As lembranças dela daquele dia, cinco anos atrás, são “bastante confusas”, mas ela diz que se lembra de ter visto um trem parando nos trilhos onde ela estava.
“Me lembro de ver um homem saindo do trem, e de começar a entrar em pânico, achando que ele iria me repreender”, recorda.
“Ele se aproximou de mim e disse: ‘Oi, meu nome é Dave, você está tendo um dia ruim?'”
“Eu respondi: ‘Sim, um pouco’. E ele falou: Tudo bem, podemos sentar e conversar até melhorar.”
Dave, que trabalha para a operadora de transporte ferroviário Northern, se lembra de sair da cabine do maquinista, “se ajoelhar” na frente de Charlotte e se apresentar.
Ele disse a ela que eles conversariam sobre o assunto — “até que você se sinta confortável o suficiente” — para embarcar no trem, onde poderia ser levada para um local seguro.
Os dois conversaram por meia hora, até que Charlotte, embora ainda estivesse angustiada, concordou em entrar num táxi. Ela foi levada para a estação de Skipton, e deixada aos cuidados da polícia.
No dia seguinte, ela estava desesperada para encontrar o homem que havia sido tão gentil com ela — e fez um apelo em um grupo local do Facebook para qualquer pessoa que trabalhasse na Northern para colocá-la em contato com ele.
“Eu entenderia se ele não quisesse saber de mim, mas eu só queria dizer ‘obrigada’ por me dar aquele tempo e por me tratar como um ser humano”, diz ela.
O apelo dela foi bem-sucedido. Um dos colegas de Dave viu a publicação, e compartilhou o número de telefone dele com Charlotte — ela enviou então uma mensagem de texto.
Dave, que agora tem 47 anos, ficou igualmente aliviado ao receber notícias dela.
Ele conta que “nunca havia tido a oportunidade” de descer do trem e conversar com alguém em crise antes.
“Eu precisava saber se ela estava bem”, diz ele. “Entrei em contato com a polícia para tentar descobrir o que havia acontecido com ela, só queria ter certeza de que ela estava bem.”
“Senti que tinha o dever de me certificar de que ela estava bem. Tínhamos estabelecido uma conexão junto aos trilhos. Foi muito bom poder fazer essa diferença para alguém.”
Depois que Dave respondeu a mensagem de Charlotte, dizendo que estava disponível sempre que ela precisasse falar com alguém, eles começaram a trocar mensagens diariamente.
Dois meses depois, eles se encontraram para tomar um café — e o que veio depois aconteceu naturalmente.
Em 2022, os dois se casaram, com Charlotte grávida de 5 meses.

Tarefas a realizar -
#1 Liste todos os números escritos em algarismos que aparecem no trecho sobre Dave e Charlotte.
#2 Devolva do trecho sobre Dave e Charlotte a parte que vai de "As lembranças dela" até "um local seguro.", incluindo essas palavras.

Material de base -

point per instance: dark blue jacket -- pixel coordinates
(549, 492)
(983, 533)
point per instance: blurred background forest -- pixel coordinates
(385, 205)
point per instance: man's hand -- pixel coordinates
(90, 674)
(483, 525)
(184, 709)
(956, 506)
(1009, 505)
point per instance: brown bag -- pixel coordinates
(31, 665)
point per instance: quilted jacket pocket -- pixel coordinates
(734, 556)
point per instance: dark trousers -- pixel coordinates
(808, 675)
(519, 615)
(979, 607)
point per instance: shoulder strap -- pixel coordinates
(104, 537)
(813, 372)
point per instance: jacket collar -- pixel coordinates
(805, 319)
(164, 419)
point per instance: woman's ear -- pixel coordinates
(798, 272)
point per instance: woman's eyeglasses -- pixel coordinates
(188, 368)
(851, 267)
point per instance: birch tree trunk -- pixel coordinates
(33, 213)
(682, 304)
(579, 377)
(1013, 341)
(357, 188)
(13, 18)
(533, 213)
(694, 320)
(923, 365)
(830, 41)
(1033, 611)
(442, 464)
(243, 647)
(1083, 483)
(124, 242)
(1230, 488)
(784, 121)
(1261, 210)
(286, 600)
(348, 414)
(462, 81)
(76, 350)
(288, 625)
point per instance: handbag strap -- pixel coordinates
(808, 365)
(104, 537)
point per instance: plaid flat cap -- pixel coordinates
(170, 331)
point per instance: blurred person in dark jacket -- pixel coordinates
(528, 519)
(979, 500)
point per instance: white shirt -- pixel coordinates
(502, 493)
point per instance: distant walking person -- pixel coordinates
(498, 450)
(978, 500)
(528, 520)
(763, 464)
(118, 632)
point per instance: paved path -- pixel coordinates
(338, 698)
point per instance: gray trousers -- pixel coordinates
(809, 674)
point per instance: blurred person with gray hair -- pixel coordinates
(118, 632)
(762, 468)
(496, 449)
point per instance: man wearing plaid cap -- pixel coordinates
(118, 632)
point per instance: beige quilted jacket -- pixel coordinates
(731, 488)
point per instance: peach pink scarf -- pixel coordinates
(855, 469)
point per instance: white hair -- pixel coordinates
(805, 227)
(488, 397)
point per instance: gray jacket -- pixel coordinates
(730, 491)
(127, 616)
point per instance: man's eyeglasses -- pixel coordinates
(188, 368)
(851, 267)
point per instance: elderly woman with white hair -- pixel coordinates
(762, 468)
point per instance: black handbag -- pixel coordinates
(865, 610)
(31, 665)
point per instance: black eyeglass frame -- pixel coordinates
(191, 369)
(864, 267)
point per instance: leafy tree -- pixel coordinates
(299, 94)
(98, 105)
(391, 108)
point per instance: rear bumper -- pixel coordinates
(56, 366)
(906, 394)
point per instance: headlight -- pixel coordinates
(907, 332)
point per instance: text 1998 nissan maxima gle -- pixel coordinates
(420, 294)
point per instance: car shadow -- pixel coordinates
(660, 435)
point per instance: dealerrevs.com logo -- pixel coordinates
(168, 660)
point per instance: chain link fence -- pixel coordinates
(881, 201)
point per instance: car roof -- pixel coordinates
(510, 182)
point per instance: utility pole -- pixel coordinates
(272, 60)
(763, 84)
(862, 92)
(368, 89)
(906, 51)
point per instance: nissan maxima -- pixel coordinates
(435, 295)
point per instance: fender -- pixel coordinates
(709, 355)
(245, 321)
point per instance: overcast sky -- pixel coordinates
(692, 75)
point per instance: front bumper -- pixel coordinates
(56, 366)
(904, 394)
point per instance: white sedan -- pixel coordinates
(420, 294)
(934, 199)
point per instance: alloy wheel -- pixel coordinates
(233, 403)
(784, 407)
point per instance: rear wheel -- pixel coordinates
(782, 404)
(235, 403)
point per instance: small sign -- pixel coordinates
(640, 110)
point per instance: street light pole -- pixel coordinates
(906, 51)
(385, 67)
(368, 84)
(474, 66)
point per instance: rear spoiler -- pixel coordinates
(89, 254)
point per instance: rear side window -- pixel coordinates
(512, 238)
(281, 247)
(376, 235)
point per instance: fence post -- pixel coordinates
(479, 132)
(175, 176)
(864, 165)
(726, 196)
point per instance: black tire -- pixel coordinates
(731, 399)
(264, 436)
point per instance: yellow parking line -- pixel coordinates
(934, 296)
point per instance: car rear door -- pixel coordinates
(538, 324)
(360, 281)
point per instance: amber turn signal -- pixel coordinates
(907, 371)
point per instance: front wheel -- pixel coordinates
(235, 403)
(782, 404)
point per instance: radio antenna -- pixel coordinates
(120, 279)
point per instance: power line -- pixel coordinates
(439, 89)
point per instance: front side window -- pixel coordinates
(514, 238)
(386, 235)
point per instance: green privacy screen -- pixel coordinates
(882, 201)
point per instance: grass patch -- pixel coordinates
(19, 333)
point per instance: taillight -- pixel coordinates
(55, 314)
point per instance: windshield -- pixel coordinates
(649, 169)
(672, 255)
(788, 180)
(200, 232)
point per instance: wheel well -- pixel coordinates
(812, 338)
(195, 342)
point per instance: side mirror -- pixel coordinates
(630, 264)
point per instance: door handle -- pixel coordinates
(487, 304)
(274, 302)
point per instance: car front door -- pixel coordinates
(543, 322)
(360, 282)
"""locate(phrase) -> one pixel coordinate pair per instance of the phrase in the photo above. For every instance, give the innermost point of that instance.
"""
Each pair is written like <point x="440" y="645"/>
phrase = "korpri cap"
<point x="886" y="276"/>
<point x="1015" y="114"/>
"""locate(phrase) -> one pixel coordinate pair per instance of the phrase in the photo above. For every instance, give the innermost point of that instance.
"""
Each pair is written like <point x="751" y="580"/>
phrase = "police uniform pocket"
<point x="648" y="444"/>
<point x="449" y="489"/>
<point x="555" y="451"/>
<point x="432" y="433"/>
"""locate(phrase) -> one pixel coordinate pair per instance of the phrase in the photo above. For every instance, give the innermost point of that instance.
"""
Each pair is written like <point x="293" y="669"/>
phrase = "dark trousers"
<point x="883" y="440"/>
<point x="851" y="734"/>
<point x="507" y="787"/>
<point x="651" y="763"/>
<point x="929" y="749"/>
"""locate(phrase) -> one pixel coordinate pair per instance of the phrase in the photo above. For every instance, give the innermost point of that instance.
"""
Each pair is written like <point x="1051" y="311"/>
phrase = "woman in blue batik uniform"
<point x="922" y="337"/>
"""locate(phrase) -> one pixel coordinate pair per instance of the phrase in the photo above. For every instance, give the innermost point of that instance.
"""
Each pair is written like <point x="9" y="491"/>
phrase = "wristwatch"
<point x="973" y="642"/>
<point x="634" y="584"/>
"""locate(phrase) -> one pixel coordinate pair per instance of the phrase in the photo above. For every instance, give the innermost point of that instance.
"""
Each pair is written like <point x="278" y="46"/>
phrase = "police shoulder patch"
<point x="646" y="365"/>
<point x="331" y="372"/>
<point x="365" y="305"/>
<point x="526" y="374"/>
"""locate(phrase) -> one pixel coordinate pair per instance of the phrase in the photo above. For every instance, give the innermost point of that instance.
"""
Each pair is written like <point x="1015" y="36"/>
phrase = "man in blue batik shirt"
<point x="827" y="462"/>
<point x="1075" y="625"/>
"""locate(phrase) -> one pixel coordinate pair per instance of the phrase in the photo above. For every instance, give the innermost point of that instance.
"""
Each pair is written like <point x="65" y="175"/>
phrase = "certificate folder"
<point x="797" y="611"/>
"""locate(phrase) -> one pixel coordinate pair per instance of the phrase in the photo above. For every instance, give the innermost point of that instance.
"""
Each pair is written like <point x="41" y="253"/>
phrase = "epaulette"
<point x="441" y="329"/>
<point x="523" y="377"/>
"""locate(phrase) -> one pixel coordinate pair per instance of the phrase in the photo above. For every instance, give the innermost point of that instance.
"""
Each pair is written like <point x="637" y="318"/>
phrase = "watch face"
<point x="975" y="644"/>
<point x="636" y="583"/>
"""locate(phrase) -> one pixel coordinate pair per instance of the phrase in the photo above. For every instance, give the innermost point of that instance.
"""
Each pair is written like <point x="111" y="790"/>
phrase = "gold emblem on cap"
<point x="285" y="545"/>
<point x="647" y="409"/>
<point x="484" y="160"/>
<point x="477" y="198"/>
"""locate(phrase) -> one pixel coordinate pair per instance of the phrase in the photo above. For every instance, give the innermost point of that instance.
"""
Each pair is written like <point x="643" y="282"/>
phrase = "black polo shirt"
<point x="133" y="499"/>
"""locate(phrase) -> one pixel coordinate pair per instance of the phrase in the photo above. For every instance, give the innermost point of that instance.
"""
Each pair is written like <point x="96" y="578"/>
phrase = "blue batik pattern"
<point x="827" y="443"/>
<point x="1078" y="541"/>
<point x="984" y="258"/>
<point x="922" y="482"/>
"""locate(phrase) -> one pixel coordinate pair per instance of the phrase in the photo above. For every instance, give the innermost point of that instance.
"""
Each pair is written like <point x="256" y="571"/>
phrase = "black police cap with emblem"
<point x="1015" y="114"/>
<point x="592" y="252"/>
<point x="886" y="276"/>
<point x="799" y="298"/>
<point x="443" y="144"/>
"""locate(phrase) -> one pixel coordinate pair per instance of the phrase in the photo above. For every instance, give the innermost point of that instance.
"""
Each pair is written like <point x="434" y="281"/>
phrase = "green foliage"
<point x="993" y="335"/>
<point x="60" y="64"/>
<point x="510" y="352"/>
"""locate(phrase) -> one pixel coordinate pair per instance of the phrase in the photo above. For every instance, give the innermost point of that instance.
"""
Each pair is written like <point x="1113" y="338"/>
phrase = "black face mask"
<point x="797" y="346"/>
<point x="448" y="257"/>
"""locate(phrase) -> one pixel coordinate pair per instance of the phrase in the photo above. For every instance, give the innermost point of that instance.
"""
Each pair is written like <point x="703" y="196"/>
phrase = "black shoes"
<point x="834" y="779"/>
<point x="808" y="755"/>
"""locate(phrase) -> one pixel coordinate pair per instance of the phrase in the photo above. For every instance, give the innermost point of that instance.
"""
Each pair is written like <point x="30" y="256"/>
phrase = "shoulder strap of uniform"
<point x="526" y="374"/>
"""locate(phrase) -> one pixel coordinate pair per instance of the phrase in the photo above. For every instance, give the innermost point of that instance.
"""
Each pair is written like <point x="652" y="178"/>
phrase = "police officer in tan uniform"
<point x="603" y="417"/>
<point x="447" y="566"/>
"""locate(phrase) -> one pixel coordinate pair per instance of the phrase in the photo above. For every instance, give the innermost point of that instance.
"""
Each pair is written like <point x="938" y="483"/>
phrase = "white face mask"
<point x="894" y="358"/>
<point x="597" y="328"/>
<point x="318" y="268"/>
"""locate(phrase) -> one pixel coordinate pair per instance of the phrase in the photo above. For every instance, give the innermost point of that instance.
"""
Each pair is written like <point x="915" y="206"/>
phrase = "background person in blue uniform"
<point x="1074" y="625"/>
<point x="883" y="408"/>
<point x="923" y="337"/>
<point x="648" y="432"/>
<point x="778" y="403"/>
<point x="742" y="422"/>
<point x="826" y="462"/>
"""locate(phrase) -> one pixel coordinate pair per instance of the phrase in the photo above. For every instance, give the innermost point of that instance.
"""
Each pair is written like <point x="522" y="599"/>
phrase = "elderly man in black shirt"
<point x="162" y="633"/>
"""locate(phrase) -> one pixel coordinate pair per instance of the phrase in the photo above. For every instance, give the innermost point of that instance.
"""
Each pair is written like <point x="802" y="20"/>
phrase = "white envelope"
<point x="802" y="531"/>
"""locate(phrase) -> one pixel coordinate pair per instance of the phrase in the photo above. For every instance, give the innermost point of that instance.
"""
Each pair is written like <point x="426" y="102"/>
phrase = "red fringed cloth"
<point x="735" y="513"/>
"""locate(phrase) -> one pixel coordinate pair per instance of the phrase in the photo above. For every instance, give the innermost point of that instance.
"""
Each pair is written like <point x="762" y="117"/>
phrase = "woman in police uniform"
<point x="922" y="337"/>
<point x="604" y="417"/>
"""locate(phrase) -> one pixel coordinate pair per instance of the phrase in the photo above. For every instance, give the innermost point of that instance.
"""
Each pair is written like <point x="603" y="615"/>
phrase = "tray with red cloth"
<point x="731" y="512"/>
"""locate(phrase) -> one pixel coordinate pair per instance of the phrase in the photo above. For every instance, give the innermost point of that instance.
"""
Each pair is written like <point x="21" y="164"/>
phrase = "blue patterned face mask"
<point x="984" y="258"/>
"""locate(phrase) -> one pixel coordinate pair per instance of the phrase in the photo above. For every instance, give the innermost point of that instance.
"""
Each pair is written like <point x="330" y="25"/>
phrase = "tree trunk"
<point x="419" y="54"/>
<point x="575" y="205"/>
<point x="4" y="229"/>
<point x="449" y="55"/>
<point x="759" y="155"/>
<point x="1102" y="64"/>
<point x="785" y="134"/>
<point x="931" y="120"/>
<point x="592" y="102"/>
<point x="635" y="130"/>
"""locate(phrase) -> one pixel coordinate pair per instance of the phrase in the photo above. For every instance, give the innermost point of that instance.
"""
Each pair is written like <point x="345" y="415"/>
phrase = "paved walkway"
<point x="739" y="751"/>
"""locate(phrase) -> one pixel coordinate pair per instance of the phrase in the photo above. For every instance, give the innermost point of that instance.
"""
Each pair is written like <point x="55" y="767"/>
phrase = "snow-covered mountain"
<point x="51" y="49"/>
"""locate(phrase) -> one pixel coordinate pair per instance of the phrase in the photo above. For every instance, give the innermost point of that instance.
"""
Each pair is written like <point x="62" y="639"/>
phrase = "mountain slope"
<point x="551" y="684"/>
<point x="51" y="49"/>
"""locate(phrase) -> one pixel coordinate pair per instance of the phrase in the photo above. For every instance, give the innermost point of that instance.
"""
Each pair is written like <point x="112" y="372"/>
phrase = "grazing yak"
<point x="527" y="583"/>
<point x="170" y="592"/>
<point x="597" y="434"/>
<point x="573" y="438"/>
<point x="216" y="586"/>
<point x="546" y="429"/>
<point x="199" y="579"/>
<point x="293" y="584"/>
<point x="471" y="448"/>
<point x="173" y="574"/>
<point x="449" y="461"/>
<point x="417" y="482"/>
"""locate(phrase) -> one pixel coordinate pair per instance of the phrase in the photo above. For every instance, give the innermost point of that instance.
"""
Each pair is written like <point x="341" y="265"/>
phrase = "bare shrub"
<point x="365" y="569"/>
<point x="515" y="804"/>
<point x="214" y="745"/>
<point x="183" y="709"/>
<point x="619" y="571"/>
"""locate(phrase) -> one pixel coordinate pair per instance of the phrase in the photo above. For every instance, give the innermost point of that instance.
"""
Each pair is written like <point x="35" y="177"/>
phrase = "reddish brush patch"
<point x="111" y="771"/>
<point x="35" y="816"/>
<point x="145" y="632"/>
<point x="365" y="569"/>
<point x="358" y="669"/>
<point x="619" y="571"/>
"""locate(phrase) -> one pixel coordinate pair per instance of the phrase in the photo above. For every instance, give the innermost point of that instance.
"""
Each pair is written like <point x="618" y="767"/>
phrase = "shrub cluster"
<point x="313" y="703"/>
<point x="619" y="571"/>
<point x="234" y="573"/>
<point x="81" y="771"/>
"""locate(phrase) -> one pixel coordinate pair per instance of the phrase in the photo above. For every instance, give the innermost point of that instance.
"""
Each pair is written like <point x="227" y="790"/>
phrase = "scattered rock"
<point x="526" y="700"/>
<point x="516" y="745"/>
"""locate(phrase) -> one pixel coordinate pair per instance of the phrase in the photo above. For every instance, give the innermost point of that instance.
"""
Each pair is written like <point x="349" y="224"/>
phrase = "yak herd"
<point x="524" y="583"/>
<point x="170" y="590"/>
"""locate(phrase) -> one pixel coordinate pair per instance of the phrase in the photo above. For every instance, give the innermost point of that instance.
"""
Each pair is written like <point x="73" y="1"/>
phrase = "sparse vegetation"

Respostas do exercício -
#1 47, 2022, 5

#2
As lembranças dela daquele dia, cinco anos atrás, são “bastante confusas”, mas ela diz que se lembra de ter visto um trem parando nos trilhos onde ela estava.
“Me lembro de ver um homem saindo do trem, e de começar a entrar em pânico, achando que ele iria me repreender”, recorda.
“Ele se aproximou de mim e disse: ‘Oi, meu nome é Dave, você está tendo um dia ruim?'”
“Eu respondi: ‘Sim, um pouco’. E ele falou: Tudo bem, podemos sentar e conversar até melhorar.”
Dave, que trabalha para a operadora de transporte ferroviário Northern, se lembra de sair da cabine do maquinista, “se ajoelhar” na frente de Charlotte e se apresentar.
Ele disse a ela que eles conversariam sobre o assunto — “até que você se sinta confortável o suficiente” — para embarcar no trem, onde poderia ser levada para um local seguro.